__ABOUT THIS TASK__:
Using the data beneath this instruction, retype only the lines from the one that contains "Target: antenna" down to the one that contains "else: point(394, 762).", both included, exactly as they appear.

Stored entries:
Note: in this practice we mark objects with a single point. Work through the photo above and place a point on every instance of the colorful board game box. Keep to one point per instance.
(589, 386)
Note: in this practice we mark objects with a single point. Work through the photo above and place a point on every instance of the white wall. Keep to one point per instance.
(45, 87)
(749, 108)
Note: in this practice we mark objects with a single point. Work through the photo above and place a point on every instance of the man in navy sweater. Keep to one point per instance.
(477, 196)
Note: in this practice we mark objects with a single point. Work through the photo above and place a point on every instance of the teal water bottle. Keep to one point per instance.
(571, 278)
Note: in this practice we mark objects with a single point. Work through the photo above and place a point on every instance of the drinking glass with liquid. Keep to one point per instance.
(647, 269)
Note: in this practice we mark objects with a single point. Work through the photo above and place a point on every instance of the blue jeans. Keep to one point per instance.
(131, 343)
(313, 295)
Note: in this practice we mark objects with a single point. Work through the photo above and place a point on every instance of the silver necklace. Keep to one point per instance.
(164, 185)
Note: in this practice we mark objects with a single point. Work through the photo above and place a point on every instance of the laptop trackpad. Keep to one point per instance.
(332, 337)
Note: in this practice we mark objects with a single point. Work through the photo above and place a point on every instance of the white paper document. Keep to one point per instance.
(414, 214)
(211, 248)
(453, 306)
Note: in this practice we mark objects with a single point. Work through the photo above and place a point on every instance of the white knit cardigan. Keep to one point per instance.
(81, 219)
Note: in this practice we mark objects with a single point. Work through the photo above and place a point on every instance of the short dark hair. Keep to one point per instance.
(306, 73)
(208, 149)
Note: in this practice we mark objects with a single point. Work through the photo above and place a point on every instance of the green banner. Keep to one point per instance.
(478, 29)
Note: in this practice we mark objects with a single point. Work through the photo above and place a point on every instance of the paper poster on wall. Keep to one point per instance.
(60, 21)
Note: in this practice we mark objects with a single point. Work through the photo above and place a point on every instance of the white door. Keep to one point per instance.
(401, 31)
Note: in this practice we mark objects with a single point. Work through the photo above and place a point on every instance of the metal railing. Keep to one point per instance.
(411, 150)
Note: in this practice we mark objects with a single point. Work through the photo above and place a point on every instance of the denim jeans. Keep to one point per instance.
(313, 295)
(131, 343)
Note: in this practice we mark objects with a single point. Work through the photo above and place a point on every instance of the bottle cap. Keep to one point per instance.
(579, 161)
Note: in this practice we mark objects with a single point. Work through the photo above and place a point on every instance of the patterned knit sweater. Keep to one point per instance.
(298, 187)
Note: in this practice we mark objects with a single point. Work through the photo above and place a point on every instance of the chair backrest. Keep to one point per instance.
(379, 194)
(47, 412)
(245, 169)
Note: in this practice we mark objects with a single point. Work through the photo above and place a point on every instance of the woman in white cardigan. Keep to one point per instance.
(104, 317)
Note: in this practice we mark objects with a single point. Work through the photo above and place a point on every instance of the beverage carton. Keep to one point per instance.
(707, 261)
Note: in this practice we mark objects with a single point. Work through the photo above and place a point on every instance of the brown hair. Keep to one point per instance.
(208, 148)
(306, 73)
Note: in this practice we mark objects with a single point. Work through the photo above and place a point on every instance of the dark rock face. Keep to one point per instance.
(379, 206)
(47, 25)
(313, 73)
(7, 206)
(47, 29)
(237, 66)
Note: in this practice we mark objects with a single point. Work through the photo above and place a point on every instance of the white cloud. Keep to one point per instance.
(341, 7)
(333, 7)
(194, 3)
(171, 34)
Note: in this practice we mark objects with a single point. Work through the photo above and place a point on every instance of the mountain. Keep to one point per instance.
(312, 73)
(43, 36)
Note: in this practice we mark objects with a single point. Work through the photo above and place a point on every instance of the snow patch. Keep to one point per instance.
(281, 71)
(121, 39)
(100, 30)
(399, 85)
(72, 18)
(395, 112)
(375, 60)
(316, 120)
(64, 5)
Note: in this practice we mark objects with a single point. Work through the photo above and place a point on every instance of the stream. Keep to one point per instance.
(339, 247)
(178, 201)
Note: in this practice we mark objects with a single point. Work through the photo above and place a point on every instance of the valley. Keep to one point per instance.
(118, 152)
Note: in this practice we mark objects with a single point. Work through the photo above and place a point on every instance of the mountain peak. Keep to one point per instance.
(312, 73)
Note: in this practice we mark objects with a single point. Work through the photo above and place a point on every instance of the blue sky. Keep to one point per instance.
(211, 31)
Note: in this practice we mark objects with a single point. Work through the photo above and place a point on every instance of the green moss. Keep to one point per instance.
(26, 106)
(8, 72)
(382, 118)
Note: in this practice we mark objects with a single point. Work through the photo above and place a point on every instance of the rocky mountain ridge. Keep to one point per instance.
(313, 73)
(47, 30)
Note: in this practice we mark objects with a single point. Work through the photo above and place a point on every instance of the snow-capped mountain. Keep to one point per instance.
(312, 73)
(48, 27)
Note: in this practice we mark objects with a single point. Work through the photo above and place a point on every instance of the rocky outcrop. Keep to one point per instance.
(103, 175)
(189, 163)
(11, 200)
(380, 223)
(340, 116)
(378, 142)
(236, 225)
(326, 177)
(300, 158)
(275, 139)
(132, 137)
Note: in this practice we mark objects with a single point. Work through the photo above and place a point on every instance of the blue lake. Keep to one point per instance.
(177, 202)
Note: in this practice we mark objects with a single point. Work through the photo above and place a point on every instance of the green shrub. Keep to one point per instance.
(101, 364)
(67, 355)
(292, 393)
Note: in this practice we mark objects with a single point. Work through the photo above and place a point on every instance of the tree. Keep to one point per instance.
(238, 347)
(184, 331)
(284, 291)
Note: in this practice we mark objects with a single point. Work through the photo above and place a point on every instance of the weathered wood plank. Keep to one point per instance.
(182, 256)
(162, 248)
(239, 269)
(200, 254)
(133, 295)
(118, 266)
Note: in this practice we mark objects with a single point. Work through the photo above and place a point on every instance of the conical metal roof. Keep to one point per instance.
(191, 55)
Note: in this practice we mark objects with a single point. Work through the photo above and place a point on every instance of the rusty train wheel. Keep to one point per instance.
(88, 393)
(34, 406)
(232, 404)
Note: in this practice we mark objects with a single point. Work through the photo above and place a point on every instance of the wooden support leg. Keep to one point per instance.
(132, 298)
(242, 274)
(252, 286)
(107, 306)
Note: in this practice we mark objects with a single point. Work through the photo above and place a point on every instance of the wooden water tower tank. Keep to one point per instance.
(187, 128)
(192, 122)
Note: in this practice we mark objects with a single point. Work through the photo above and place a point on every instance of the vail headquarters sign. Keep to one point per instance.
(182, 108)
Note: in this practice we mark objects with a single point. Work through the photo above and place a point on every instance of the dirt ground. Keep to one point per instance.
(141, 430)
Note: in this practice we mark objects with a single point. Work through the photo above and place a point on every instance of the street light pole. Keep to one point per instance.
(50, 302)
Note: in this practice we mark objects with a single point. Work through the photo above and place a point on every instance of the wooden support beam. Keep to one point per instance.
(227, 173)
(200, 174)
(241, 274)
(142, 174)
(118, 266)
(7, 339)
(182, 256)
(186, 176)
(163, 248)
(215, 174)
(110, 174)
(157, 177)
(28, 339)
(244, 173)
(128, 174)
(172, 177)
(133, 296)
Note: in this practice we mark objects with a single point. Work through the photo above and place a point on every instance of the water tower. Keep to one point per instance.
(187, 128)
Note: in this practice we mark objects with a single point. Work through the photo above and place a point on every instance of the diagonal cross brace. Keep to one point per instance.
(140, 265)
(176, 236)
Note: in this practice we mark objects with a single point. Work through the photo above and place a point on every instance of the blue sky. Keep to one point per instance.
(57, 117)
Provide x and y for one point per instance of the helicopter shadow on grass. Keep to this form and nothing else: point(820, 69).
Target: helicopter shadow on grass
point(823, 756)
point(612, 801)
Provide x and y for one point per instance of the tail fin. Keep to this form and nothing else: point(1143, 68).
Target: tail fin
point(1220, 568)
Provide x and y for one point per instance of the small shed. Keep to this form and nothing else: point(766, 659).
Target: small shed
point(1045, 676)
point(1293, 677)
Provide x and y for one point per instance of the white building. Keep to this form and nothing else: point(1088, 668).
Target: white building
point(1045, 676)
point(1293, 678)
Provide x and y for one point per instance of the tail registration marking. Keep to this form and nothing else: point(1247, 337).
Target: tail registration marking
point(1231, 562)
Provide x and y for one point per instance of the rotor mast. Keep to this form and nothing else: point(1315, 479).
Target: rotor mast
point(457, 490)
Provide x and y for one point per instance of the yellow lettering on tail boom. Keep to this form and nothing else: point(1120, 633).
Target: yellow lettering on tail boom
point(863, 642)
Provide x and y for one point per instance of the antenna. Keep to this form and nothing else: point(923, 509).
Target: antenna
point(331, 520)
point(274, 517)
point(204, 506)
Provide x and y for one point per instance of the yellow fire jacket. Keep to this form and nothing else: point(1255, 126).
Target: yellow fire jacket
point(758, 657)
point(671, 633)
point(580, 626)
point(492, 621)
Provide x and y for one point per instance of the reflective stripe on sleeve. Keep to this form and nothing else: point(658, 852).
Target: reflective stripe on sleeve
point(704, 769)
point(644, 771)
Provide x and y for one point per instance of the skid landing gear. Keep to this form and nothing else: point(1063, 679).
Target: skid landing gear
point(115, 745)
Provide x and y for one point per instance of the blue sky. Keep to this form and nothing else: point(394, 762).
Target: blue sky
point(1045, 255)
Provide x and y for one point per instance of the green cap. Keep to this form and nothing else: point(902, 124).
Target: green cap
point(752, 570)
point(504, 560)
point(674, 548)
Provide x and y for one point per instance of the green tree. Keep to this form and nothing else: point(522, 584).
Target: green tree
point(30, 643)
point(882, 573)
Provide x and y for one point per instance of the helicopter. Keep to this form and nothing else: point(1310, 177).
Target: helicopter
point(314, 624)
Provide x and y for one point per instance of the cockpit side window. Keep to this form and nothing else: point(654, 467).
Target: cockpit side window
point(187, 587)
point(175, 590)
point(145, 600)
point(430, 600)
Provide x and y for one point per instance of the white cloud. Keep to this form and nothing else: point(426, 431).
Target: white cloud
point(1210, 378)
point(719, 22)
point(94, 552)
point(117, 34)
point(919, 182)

__RESULT OF THIS TASK__:
Target: antenna
point(331, 520)
point(274, 517)
point(204, 506)
Provide x and y for one point per instance of the yellow fire jacket. Keep to this form and nothing else: point(1255, 126).
Target: yellow fire jacket
point(758, 657)
point(671, 633)
point(580, 626)
point(492, 621)
Provide x and y for one point per instance of the reflective stripe on sleeve. Keep to this form and nothing else: point(658, 852).
Target: reflective stripe on sleeve
point(704, 769)
point(644, 771)
Provide x and y for one point per instance of the skid landing gear. Keep to this form and nothing else: point(1063, 679).
Target: skid landing gear
point(115, 745)
Provide x and y for one point per instance of the blue sky. Keep to this form and nothing else: point(394, 762).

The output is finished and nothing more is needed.